EXERCISE DIRECTIONS |
Emit only the lines from the line containing "If you could pin the sleeping" through the last line of the entries, unchanged.

DATA IN THIS EXERCISE |
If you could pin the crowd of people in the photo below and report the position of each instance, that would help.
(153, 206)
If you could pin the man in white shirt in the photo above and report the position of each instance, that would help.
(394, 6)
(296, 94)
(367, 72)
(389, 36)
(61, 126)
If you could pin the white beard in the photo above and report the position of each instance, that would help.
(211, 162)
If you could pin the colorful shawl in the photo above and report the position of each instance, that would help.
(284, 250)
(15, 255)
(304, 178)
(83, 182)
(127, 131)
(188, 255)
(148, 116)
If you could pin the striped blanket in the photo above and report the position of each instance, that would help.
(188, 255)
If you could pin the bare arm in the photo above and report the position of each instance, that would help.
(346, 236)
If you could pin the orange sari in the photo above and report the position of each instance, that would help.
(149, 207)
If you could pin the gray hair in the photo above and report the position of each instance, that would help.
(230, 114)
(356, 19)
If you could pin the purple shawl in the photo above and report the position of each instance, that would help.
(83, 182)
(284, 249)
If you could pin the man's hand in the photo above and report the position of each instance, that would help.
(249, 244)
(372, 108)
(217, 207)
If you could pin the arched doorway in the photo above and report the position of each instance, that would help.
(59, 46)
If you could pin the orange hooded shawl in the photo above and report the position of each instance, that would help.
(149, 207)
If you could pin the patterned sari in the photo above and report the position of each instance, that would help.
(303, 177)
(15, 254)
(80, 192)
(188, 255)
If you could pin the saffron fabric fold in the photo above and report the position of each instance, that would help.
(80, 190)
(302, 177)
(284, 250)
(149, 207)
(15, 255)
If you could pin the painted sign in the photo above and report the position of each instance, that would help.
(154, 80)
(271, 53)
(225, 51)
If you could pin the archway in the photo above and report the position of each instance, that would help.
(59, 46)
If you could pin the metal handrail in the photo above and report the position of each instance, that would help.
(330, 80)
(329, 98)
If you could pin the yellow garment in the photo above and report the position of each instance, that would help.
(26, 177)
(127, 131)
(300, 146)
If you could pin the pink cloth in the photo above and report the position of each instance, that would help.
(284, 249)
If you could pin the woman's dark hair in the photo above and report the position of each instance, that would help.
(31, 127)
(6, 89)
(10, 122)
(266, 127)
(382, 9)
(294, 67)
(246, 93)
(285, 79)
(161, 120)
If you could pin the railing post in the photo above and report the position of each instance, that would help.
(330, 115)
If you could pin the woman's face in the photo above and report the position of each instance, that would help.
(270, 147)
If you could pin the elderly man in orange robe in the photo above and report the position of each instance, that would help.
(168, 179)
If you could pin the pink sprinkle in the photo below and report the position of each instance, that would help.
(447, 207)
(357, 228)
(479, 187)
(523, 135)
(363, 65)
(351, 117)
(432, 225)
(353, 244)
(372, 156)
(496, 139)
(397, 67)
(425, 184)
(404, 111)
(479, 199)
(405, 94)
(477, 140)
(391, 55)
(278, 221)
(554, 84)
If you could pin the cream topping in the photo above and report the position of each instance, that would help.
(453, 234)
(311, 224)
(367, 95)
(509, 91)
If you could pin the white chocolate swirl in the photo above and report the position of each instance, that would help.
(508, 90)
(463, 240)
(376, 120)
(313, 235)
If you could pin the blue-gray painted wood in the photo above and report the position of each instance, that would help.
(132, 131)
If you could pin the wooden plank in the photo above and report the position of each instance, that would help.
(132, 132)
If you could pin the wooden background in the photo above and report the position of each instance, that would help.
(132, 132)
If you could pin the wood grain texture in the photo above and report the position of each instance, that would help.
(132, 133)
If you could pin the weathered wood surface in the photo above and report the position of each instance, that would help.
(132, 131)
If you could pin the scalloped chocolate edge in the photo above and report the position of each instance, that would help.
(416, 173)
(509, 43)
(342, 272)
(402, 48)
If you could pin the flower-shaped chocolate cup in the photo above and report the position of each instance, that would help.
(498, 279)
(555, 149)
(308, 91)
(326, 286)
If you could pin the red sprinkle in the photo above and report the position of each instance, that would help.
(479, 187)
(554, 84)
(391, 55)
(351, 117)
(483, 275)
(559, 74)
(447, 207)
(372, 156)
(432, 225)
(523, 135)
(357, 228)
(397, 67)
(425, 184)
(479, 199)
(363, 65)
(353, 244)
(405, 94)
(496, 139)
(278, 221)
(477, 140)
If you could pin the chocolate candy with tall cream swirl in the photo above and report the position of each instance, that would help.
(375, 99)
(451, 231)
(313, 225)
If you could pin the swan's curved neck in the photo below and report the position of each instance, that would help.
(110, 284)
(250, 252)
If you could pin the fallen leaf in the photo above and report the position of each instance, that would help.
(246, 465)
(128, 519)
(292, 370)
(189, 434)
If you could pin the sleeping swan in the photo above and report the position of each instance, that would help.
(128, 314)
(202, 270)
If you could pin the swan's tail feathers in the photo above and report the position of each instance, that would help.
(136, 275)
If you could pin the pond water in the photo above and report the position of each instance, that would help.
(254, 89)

FINISHED TASK |
If you could pin the sleeping swan in the photo above and report the position of each instance, that would help.
(128, 314)
(202, 270)
If you could pin the swan's tail feathers in the photo above and report the position of each instance, that would help.
(136, 275)
If you could pin the pond water in the photo above and report the position of each instance, that would help.
(254, 89)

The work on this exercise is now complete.